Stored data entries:
****
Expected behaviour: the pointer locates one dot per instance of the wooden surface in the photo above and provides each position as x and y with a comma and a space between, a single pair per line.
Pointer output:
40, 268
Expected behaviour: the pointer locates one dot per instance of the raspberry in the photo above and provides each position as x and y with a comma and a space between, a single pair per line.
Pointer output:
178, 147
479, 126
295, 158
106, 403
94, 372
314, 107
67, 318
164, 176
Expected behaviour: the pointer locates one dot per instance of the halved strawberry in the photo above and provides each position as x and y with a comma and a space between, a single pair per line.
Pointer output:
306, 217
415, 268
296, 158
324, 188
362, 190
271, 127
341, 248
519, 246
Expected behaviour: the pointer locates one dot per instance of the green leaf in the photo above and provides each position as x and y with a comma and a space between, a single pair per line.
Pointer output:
****
Format every line of the records above as a numbered list, omitting any blank lines.

1. Expected behaviour: the pointer locates one dot per instance of the wooden surface in the photo above and provides each position as x and y with a comma and a space between, a single pair per line.
2. Pointer output:
3. 40, 268
4. Expected behaviour: the pointer locates one dot per instance of the raspberry in the photo above and provides each position as x and y with a comma and a space between, a single pair per line.
5. Pointer output:
6. 178, 147
7. 479, 126
8. 295, 158
9. 106, 403
10. 94, 372
11. 314, 107
12. 67, 318
13. 164, 176
14. Expected behaviour: the pointer locates one dot per instance of the halved strawberry in the photo above and provides each position as x and y with a comma and a space between, a single pair per line.
15. Pointer output:
16. 306, 217
17. 415, 268
18. 296, 158
19. 324, 188
20. 362, 190
21. 271, 127
22. 341, 248
23. 519, 246
24. Expected behaviour: the pointer locates one dot per instance of the green leaf in the photo above and provides each position as x and y with a comma and a space between, a single pair per line.
25. Pointer output:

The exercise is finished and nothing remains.